Given records ->
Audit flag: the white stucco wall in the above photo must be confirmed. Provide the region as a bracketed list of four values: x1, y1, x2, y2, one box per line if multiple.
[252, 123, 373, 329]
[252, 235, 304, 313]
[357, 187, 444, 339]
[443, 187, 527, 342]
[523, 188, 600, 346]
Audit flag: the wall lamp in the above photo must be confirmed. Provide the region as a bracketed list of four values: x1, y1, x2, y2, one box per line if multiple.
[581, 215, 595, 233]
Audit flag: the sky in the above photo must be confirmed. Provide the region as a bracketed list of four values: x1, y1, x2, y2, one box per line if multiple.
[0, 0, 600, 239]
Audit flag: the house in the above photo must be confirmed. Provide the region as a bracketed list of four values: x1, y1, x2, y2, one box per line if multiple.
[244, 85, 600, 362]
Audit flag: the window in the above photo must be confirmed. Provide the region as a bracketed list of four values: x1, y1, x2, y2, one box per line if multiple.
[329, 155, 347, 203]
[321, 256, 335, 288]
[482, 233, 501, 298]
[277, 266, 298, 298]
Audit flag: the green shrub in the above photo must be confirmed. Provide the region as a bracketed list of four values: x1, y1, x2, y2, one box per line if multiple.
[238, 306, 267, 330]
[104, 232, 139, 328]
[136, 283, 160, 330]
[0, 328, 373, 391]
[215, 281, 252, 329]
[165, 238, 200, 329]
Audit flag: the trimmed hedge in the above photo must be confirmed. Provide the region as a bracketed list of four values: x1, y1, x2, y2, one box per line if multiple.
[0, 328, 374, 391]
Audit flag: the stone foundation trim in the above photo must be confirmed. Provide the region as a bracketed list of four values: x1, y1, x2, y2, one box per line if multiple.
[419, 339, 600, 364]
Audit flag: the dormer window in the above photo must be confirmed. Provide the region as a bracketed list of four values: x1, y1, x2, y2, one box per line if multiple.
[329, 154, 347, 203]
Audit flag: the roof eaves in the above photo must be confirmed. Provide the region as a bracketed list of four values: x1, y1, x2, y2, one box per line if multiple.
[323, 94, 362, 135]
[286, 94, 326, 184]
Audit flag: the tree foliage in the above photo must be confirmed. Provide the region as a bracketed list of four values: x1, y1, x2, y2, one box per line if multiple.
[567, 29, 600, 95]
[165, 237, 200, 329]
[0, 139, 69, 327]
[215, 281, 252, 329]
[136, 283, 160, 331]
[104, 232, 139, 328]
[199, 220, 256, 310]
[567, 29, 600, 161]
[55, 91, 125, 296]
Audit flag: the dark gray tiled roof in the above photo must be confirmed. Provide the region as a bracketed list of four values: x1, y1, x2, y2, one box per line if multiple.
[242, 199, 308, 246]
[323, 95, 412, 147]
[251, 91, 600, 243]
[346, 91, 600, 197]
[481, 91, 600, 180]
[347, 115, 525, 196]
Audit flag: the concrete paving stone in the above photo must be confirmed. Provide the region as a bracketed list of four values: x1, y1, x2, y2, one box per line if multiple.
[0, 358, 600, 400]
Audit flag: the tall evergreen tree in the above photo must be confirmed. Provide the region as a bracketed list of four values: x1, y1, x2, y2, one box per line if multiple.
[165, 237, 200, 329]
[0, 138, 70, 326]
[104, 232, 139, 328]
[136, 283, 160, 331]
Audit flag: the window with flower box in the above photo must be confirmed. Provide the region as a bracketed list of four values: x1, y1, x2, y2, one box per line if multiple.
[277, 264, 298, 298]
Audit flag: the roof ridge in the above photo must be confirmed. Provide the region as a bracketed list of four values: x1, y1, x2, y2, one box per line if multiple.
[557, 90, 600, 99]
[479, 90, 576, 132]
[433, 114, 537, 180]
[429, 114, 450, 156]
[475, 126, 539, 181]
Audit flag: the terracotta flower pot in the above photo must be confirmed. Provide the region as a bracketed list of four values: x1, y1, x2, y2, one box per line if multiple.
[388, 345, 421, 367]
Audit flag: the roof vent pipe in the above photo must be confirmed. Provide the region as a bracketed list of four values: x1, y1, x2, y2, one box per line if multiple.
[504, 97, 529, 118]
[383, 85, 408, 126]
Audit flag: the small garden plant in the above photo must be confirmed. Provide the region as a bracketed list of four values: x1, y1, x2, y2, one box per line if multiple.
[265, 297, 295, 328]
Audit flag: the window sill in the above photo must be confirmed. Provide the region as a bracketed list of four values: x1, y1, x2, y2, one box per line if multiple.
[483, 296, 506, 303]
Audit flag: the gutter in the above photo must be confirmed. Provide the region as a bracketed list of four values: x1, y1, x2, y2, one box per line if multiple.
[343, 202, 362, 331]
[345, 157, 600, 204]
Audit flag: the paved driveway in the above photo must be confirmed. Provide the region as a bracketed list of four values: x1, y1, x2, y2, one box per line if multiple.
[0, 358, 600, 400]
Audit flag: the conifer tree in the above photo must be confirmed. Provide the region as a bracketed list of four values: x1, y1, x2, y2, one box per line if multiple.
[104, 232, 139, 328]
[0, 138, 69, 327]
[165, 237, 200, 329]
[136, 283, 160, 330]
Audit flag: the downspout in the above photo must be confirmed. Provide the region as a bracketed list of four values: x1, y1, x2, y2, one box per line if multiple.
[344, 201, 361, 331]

Exercise details -> Rewrite every line of the records above as a JSON list of strings, one string per line, with blank lines omitted.

Full answer ->
[
  "Audit flag: the white stucco wall in the above photo must be confirmed. Provide the region as a bracketed list of four values: x1, y1, x2, y2, one box per line if multiple.",
  "[252, 123, 373, 329]",
  "[252, 235, 304, 313]",
  "[357, 187, 444, 339]",
  "[443, 187, 527, 342]",
  "[523, 188, 600, 346]",
  "Audit flag: the wall lamp in the above photo must be confirmed. Provide the region as a bracketed list of four values: x1, y1, x2, y2, one box per line if multiple.",
  "[581, 215, 595, 233]",
  "Audit flag: the sky in the above photo must be confirmed. Provide the region as a bracketed list of four values: x1, y1, x2, y2, one box per line if multiple.",
  "[0, 0, 600, 239]",
  "Audit flag: the house in the above photo must be confirmed. Provide the region as a bracketed list of four values: x1, y1, x2, y2, one box per line if multiple.",
  "[244, 85, 600, 362]",
  "Audit flag: the window in the above photo must be confirmed. Provide the region as a bracketed list of four values: x1, y1, x2, y2, one box per line if multiple.",
  "[329, 155, 347, 203]",
  "[321, 256, 335, 288]",
  "[482, 233, 501, 298]",
  "[277, 266, 298, 298]",
  "Audit flag: the green shrub in the above photo must be confirmed. Provide the region as a bracketed list of four values: x1, y1, x2, y2, one box per line if multiple.",
  "[238, 306, 267, 330]",
  "[104, 232, 139, 328]",
  "[136, 283, 160, 330]",
  "[0, 328, 373, 391]",
  "[215, 281, 252, 329]",
  "[165, 238, 200, 329]",
  "Audit flag: the trimmed hedge in the above photo must be confirmed. Provide the region as a bracketed list of four values: x1, y1, x2, y2, one box per line if multiple.",
  "[0, 328, 374, 391]",
  "Audit flag: the stone foundation trim in the above photo must be confirmed. Provide the region as a bracketed list of four values: x1, y1, x2, y2, one box per line if multiple.",
  "[419, 339, 600, 364]",
  "Audit flag: the dormer window in the above photo must be confirmed. Provide the region as a bracketed list of four values: x1, y1, x2, y2, one box per line if multiple.",
  "[329, 154, 347, 203]",
  "Audit flag: the roof eaves in the above photo must be confirmed. Provide the region as a bracketed list of four values: x1, y1, x2, y2, one box per line if multiple.",
  "[323, 94, 362, 135]",
  "[286, 94, 326, 184]",
  "Audit flag: the tree foliage in the above photo must be confirmed. Provide the region as a bracketed list of four values: x1, y1, x2, y2, one box per line if multiple.",
  "[567, 29, 600, 95]",
  "[165, 237, 200, 329]",
  "[0, 139, 69, 327]",
  "[215, 281, 252, 329]",
  "[136, 283, 160, 331]",
  "[104, 232, 139, 328]",
  "[199, 220, 256, 310]",
  "[567, 29, 600, 161]",
  "[55, 91, 125, 296]",
  "Audit flag: the dark gray tiled roof in the above photo must be confirmed. Provide the region as a bracketed list of four values: x1, y1, x2, y2, one box per line if multiple.",
  "[242, 199, 308, 246]",
  "[323, 95, 412, 147]",
  "[251, 91, 600, 243]",
  "[346, 91, 600, 197]",
  "[481, 91, 600, 180]",
  "[347, 115, 525, 196]",
  "Audit flag: the concrete paving stone in the above photo must be confirmed. Provide the region as a bracketed list of four values: x1, y1, x2, y2, one box per line if multiple.",
  "[0, 358, 600, 400]",
  "Audit flag: the tall evergreen tree in the above photo must be confirmed. Provide the region as a bracketed list of four values: x1, y1, x2, y2, one box per line if multiple.",
  "[165, 237, 200, 329]",
  "[0, 138, 70, 326]",
  "[104, 232, 139, 328]",
  "[136, 283, 160, 331]",
  "Audit flag: the window with flower box in the above photo must be confirmed. Provide the region as a bracketed list of four values: x1, y1, x2, y2, one box per line if multiple.",
  "[277, 264, 298, 298]",
  "Audit flag: the roof ridge in the above photo must be confirmed. Provide the region as a bracketed list of four values: x1, y1, x2, y2, one box per line if multiple.",
  "[557, 90, 600, 99]",
  "[479, 90, 576, 132]",
  "[433, 114, 537, 180]",
  "[429, 114, 450, 156]",
  "[475, 126, 539, 181]",
  "Audit flag: the terracotta flower pot in the above photo must be confirmed. Provide the region as a bracketed list of four values: x1, y1, x2, y2, one box per line if multiple.",
  "[388, 345, 421, 367]",
  "Audit flag: the roof vent pipe in the above photo must be confirmed. Provide the region as a bracketed list of four values: x1, y1, x2, y2, one box per line if multiple.",
  "[504, 97, 529, 118]",
  "[383, 85, 408, 126]",
  "Audit flag: the small garden plant in the above photo must be confirmed. Provide the region as a bracketed list of four values: x1, y1, x2, y2, one box per line if multiple.",
  "[265, 297, 295, 328]",
  "Audit flag: the window sill in the above photo must be confirmed. Provide the region as a bracketed list of four values: x1, y1, x2, y2, one box per line if multiple.",
  "[483, 296, 506, 303]",
  "Audit flag: the gutter in the above photo must be confirmed. Provide the region as a bracketed list of four values: x1, y1, x2, y2, one box per line if multiple.",
  "[343, 202, 362, 331]",
  "[345, 157, 600, 204]",
  "Audit flag: the paved driveway in the above photo must be confirmed. Provide the region as a bracketed list of four values: x1, y1, x2, y2, one box per line if multiple.",
  "[0, 358, 600, 400]",
  "Audit flag: the conifer tree in the above photo must be confirmed. Provide the region as a bracketed list of four values: x1, y1, x2, y2, one box per line if multiple.",
  "[104, 232, 139, 328]",
  "[0, 138, 69, 327]",
  "[165, 237, 200, 329]",
  "[136, 283, 160, 330]",
  "Audit flag: the downspout in the above photo must be confirmed. Provide the region as a bracketed list of four values: x1, y1, x2, y2, one box per line if multiple.",
  "[344, 201, 361, 331]"
]